Task 1:
In the passage on social media branding, take everything from "As Marketers we" down to "didn't pay attention." and write it out again, swapping "Marketers" for "Advertisers".
Task 2:
Pick up the passage on social media branding where it stops and carry it forward.

Source passage:
=== Section Start ===

We were supposed to connect with customers through Social Media. This was supposed to be our golden age of branding, but somehow things didn't turn out that way...
As Marketers we thought Facebook, Twitter, Instagram and Tiktok would enable us to bypass traditional media and connect more effectively with customers. Wishing that we could attract huge audiences, brands have spent billions creating their own original creative content, but somehow consumers didn't pay attention.
So what happened? Social media seems to have weakened traditional branding techniques. It has united isolated sub-cultures into very influential crowd-cultures. But let's start with understanding what are crowd-cultures. Crowd culture is defined as diverse, widespread groups of people who join together in support of, or even opposition to, a brand. It is a creation of the digital age that produces digital communities and sub-cultures. And these crowd cultures create their own content - often so well that companies can't hope to compete. Individual persons today make videos that top the Youtube charts, kids film toy reviews that garner millions of views, and these are things that large cumbersome companies just cannot do. While this means that the impact of branded content is now called into question, counter cultures or crowd cultures have opened up a new alternative approach, cultural branding. Let's look at examples, Axe revived its brand by becoming an over-the-top cheerleader for the “lad” crowd that arose as a response to politically correct gender politics. Dove championed the other side of the divide, with campaigns that spoke to crowd culture concerns about unhealthy beauty standards for women.
Even though billions are spent on creating content, only three brands are in the YouTube Top 500. McDonald’s has 204,000 YouTube subscribers whereas PewDiePie has 41 million subscribers. Even Red Bull, which is considered the biggest in branded content success stories with a $2 billion annual branded content budget, has only 4.9 million subscribers, way behind dozens of crowd culture start-ups with production budgets under $100,000. Dude Perfect, started by five Texas university athletes who make videos of trick shots and goofy athletic feats, has eight million subscribers, three million more than Red Bull. This just proves that consumers have no interest in content that brands spit out. Very few people want it in their feed, rarely consuming it. In fact, many brands are struggling to unlock the apparent value of social media. Virality, buzz, memes, stickiness, and form factor became the default language of branding, but very few of those 'award winning' campaigns have had much long term success.

=== Section End ===

Entries provided:
=== Section Start ===

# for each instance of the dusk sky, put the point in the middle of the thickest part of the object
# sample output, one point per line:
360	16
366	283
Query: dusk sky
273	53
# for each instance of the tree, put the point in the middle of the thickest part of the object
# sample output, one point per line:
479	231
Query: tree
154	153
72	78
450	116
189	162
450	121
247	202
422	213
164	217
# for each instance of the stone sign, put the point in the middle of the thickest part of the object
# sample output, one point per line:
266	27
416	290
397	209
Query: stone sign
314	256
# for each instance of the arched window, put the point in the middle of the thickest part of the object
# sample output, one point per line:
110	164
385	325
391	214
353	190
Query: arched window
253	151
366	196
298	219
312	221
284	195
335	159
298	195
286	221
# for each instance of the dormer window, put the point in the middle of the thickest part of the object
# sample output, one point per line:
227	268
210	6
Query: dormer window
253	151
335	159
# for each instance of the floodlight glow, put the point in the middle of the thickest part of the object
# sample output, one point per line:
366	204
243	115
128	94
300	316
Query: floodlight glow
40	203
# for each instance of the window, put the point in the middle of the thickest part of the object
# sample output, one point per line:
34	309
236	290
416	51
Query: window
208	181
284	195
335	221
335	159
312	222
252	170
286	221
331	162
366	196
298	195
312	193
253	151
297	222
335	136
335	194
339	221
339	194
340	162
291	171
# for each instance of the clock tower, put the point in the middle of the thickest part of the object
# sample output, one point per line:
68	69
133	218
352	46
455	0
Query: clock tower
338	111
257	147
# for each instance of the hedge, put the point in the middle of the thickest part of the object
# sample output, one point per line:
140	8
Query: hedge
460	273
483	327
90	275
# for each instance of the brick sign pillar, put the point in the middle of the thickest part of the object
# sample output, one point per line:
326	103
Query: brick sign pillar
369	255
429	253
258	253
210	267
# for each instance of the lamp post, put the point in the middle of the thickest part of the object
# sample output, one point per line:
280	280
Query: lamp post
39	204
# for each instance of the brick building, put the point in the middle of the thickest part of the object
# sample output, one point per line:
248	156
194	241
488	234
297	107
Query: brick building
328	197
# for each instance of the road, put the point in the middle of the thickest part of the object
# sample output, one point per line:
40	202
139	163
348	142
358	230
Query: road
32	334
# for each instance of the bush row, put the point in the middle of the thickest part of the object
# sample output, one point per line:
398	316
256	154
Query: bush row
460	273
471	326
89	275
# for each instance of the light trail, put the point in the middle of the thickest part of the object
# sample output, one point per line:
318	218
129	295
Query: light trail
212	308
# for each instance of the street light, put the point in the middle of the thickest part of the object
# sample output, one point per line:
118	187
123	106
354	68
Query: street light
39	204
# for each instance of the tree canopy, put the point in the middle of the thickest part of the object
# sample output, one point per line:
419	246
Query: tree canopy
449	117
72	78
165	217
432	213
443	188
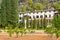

=== Section End ===

Answer section 1:
As Advertisers we thought Facebook, Twitter, Instagram and Tiktok would enable us to bypass traditional media and connect more effectively with customers. Wishing that we could attract huge audiences, brands have spent billions creating their own original creative content, but somehow consumers didn't pay attention.

Answer section 2:
Brands start succeeding when they break through culture, and branding is absolutely a set of techniques that is designed to generate this cultural relevance. Crowd culture changes the rules of branding—which techniques work and which do not. Social media, however, allows the crowd to convert a niche conversation into mainstream beliefs. One example would be in the case of travel, where for generations people associated certain destinations (Florida, London, the Bahamas) as the places to vacation. Then with people sharing pictures and stories of the Maldives, Dubai, Patagonia, Seychelles, et al, the travel industry changed dramatically. Now suddenly, people were not only open but looking for alternatives to traditional destinations. Third, make an idea meaningful to as many people as possible.
Historically, cultural innovation flowed from the fringes of society—from isolated groups, social movements, and artistic circles that challenged mainstream norms and conventions. Companies and the mass media acted as intermediaries, diffusing these new ideas into the mass market and hoping to gain traction. But social media has changed everything. Understanding the cultural opportunity enables you to target crowd culture, and perhaps built one of your own.
By targeting novel ideologies flowing out of crowd cultures, brands can assert a point of view that stands out in the overstuffed media environment. The key is rather than trying to force a story on a captive audience, you need to build a story and product that is consistent with the desires of the social media crowd. Iconic brands are meant to be cultural innovators: They leapfrog the ideas of their categories to champion new ideologies that are meaningful and impactful to their customers.
The first model, mindshare branding, is one that companies have long relied on. It treats a brand as a set of psychological associations (benefits, emotions, personality). The second model, purpose branding, has become popular in the past decade. In it, a brand espouses values or ideals its customers share. A brand can sustain its cultural relevance by playing off particularly intriguing or contentious issues that dominate the media discourse related to an ideology, and this is what makes brands incredibly meaningful to creating culture in today's crowded media landscape.